[Excerpt]:
──────

# Bonsai Spruces



## Jerry Barnes (Jan 2, 2008)

The Alberta Spruces we got at Walmart had some brown, dead areas. When I was trimming that off, I discovered they had two trunks. So I pruned them more to emphasize that and then went on up trimming them some more. I liked how they turned out. May put my new log cabin there among them. Building it from a kit that my wife got me for Christmas. It's from timberlinestation.com Nice kit.


----------



## GG (Jan 1, 2009)

Nice looking layout. I live in Alberta and I must take a look for this spruce type for my layout. They look so to scale. 

GG


----------



## Engineercub (Oct 18, 2008)

Looking great Jerry, we do need more plant/garden info on here hehe ;-) 

-Will


----------



## Spule 4 (Jan 2, 2008)

Posted By Engineercub on 05/18/2009 4:55 PM
Looking great Jerry, we do need more plant/garden info on here hehe ;-) 

-Will


Will, in the next few months, we sould probably compare notes on groundcovers.....

Like the trees Jerry. As my late mother said a few times, the (to other people) throw-away trees make the best Bonsi....


----------



## Jerry Barnes (Jan 2, 2008)

Thanks guys, trees should be okay trimmed. Best ground covers are types of Thymes, some sedums are really invasive and can take over-we have one now trying to do that. You can see it behind the trees, by the tracks. Not sure what it's called but DON"T buy it, unless you want all the same stuff!


----------



## Spule 4 (Jan 2, 2008)

My problem is shade. Gotta find stuff that loves shade. 

Moss is growing well where we do not want it to, but then the 7 year old decided to tear it up yesterday looking for earthworms.....


----------



## Jerry Barnes (Jan 2, 2008)

Garrett, 
Irish moss may be your best bet.


----------

──────

[Collected material]:
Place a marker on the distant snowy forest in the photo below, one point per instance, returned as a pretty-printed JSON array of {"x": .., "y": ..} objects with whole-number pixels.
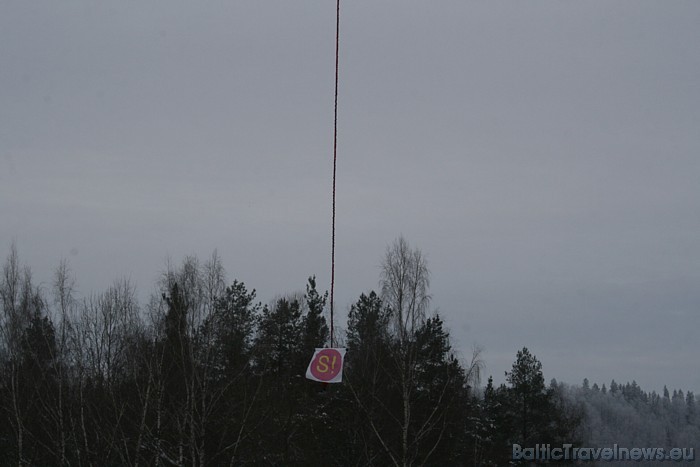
[{"x": 204, "y": 374}]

──────

[Do this]: Please repeat, word for word, the part of the bonsai spruce thread that opens with the words containing "# Bonsai Spruces" and closes with "(Jan 1, 2009)". The data above is separate from the bonsai spruce thread.

[Answer to this problem]:
# Bonsai Spruces



## Jerry Barnes (Jan 2, 2008)

The Alberta Spruces we got at Walmart had some brown, dead areas. When I was trimming that off, I discovered they had two trunks. So I pruned them more to emphasize that and then went on up trimming them some more. I liked how they turned out. May put my new log cabin there among them. Building it from a kit that my wife got me for Christmas. It's from timberlinestation.com Nice kit.


----------



## GG (Jan 1, 2009)